Data extracted from a collection:
+ + +
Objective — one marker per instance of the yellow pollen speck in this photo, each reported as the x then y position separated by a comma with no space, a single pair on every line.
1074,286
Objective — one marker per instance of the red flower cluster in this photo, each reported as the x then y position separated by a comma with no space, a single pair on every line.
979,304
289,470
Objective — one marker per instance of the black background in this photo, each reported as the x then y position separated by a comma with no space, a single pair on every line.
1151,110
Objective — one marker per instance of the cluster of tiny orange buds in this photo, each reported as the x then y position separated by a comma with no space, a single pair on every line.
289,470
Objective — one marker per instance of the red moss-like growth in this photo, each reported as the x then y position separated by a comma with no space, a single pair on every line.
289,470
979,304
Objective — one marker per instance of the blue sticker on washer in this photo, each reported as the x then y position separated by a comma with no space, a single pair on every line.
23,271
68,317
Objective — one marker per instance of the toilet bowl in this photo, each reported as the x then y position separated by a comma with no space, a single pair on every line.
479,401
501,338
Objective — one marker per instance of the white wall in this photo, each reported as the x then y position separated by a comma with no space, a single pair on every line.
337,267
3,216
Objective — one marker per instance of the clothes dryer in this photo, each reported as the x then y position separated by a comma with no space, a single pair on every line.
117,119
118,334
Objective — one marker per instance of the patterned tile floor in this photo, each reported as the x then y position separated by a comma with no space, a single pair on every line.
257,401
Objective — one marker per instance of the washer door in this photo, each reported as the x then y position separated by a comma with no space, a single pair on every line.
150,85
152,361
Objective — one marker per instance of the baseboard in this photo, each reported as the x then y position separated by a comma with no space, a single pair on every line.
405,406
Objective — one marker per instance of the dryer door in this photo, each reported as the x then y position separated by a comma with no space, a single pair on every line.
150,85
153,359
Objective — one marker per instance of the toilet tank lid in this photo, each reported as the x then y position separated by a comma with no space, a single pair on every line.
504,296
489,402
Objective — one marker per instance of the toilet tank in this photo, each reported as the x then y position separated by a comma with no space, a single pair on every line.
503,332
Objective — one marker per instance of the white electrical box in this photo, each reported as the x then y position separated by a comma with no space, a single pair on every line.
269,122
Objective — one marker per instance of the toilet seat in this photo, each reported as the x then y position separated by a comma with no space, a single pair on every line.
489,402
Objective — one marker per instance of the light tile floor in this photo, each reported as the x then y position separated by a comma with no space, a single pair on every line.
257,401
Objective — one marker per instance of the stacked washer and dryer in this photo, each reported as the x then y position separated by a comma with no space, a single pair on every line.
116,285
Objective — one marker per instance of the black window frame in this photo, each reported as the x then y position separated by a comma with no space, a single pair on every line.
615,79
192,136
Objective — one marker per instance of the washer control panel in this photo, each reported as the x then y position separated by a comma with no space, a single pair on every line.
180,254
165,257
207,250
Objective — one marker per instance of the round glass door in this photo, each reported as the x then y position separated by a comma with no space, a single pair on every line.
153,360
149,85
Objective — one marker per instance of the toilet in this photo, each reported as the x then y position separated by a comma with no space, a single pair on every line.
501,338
+ + +
### PROBLEM TO WORK ON:
Give the entries again exactly as they stand.

### TASK RESPONSE:
Objective — one marker per instance of the yellow pollen speck in this photo, each reported as the x then y position separated by a comma with no space, a single pair on every line.
1074,286
Objective — one marker per instance of the red flower cluster in this photo, each reported as the x then y position separated by a comma with no space, a single pair on every line.
979,304
289,470
Objective — one marker per instance of the black background in this photo, each reported as the x then y position separated by a comma with no space, a single pair on every line.
1151,110
Objective — one marker per instance of the cluster of tiny orange buds in this photo, each reported as the x then y position separated by a comma with no space, a single pair on every line.
289,470
Objective — one marker per instance of the red moss-like growth in this photo, each reported as the x then y position separated by a comma with no space, a single pair on every line.
289,470
979,304
Objective — one marker per instance of the blue sticker on washer in this photo, each reported as the x then y position separated by a comma with no space, a single pair on every line.
23,271
68,317
Objective — one marker per instance of the toilet bowl in this photo, each reported as the x then y position separated by a comma with no space, a single pair on every line.
479,401
501,338
Objective — one marker per instance of the white wall in this photo, each reported as the x then y position separated by a comma with no space, a single pair on every line.
337,267
3,216
Objective — one marker per instance of the clothes dryer in this photo, each reported as the x then y position separated by a comma with no space, a single pair on every line.
117,119
118,334
Objective — one marker per instance of the patterned tile floor in this photo, each reported as the x then y position separated by a comma with no space, a single pair on every line.
257,401
Objective — one marker per instance of the washer door in this photo, each reported as the x then y position separated by a comma with no space, a single pair on every line.
150,85
152,361
Objective — one marker per instance of the baseboard in this photo, each reported as the x then y position separated by a comma with no space, a single pair on every line.
405,406
Objective — one marker per instance of the dryer door in this photo, each reported as the x then y position separated by a comma with no space, a single pair on every line.
150,85
153,359
Objective — one marker per instance of the toilet tank lid in this photo, each reported as the x then y position separated by a comma with no space, a single pair on every line.
504,296
489,402
Objective — one marker per instance of the toilet tank in this photo, each reported as the x then y position separated by a comma with no space, a single pair on every line.
503,332
Objective — one marker per instance of the white electrical box in this photo, each reported as the x then y position separated by a comma with no space, a single pair on every line.
269,122
Objective — one marker per instance of the toilet seat in this photo, each reported as the x then y position separated by a comma with no space, a single pair on every line.
489,402
Objective — one marker per instance of the light tile floor in this photo, each reported as the x then y position separated by a comma with no space, a single pair on every line.
257,401
Objective — one marker per instance of the stacked washer and dryer in this photo, each reported as the x then y position separated by a comma with no space, a single pair on every line.
116,285
Objective — one marker per instance of the black window frame in this photo, each reported as the x then y position separated by a comma with no space, a single pair on every line.
615,79
192,136
Objective — one marker per instance of the washer control panel in this photo, each reported as the x then y position separated by a comma with no space, a single pair on every line.
180,254
165,257
207,250
Objective — one marker per instance of the round glass door in this photo, each reported as the x then y position separated by a comma with no space, a single pair on every line.
153,360
149,85
Objective — one marker per instance of the toilet in this photo, each reported as the x then y position separated by a comma with no space, a single pair on every line.
501,338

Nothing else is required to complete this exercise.